- Written request:
Rewrite the material below with every "tight bounding box" changed to "precise bounding box", leaving everything else as it is.

- Record list:
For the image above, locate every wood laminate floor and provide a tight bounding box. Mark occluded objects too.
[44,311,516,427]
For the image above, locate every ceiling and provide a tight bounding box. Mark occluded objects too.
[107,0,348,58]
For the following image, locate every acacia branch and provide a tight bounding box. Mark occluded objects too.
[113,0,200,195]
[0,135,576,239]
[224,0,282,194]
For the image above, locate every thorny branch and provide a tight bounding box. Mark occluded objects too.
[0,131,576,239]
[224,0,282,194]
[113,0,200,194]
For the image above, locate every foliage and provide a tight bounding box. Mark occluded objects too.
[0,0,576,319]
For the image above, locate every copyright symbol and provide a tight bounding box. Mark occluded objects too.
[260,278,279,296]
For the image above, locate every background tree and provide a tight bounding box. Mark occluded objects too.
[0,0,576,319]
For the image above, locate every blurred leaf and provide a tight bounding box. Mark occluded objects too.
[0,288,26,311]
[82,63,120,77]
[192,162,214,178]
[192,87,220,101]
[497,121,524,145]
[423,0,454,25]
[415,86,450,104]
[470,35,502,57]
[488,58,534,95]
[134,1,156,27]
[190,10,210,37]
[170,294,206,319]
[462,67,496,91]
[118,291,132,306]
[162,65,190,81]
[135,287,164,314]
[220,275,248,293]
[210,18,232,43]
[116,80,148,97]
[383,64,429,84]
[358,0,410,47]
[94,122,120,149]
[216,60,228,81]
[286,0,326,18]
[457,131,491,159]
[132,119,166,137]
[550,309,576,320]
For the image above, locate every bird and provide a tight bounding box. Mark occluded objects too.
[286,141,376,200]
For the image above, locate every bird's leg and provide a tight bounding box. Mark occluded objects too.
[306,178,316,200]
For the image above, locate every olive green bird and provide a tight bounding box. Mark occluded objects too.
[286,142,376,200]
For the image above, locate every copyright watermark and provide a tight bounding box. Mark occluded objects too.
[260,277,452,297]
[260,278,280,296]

- Correct response:
For the image above, locate every wood laminate floor and provide a precise bounding box. Mark occluded objects too.
[44,311,516,427]
For the image above, locate every ceiling and provide a precise bounding box. Mark occluded objects too.
[107,0,348,58]
For the following image, locate every acacia branch and provide a precise bounding box. Mark occluded objects too.
[113,0,200,195]
[0,135,576,239]
[224,0,282,194]
For the image above, locate every thorny branch and provide a precise bounding box. Mark occluded objects too.
[0,131,576,239]
[224,0,282,194]
[113,0,200,194]
For the image above, locate every foliage and provide a precise bounding box. Mark occluded objects too.
[0,0,576,319]
For the image above, locate every copyright symbol and provide a precise bounding box. Mark occluded objects too.
[260,278,279,296]
For the image above, locate every background tree and provide a precise bounding box. Mark occluded objects too.
[0,0,576,319]
For the image above, locate every blurred leaf and provide a precise bounding box. Mark occluded objects too.
[0,288,26,311]
[82,63,120,77]
[192,162,214,178]
[192,87,220,101]
[497,121,524,145]
[423,0,454,25]
[415,86,450,104]
[470,35,502,57]
[488,58,534,95]
[134,1,156,27]
[190,10,210,37]
[170,294,206,319]
[462,67,496,91]
[118,291,132,306]
[162,65,190,81]
[135,287,164,314]
[220,275,248,293]
[210,18,232,43]
[116,80,148,97]
[383,64,429,84]
[358,0,410,47]
[94,122,120,149]
[216,60,228,81]
[286,0,326,18]
[457,131,491,159]
[132,119,166,137]
[550,309,576,320]
For the image above, locate every bird and provide a precise bounding box. Mark occluded objects too.
[286,141,376,200]
For the image above, locate every bird's leg and provide a precise bounding box. Mark occluded objects too.
[306,178,316,200]
For the image above, locate every olive green bird and provide a precise bounding box. Mark occluded objects too.
[286,142,376,200]
For the image above, locate every copyright watermark and provide a precise bounding box. Mark occluded objects too.
[260,277,452,297]
[260,278,280,296]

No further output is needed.